→ **TASK DETAILS**: Starting from the line that contains "the sky above? Mark it with a dot.", output every remaining line of the records below exactly as it appears, that line and the last one included.

__________________________________________________

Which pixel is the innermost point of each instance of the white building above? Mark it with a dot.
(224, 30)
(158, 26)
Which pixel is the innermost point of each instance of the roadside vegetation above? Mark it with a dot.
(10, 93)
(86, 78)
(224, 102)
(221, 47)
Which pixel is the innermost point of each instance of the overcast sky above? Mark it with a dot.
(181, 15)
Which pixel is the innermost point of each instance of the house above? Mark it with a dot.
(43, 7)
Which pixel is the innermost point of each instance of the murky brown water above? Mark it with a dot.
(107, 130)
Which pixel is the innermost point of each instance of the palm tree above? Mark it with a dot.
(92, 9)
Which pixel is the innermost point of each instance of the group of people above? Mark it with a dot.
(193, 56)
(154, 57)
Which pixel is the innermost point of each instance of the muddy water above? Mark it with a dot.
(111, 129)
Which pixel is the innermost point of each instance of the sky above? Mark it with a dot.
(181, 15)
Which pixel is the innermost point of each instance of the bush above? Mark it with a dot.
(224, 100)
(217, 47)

__________________________________________________

→ **EXERCISE RESPONSE**:
Which pixel is the innermost point of each instance of the sky above? Mark it with a dot.
(181, 15)
Which pixel is the innermost point of each instance of the bush above? Mark it with a dot.
(224, 100)
(217, 47)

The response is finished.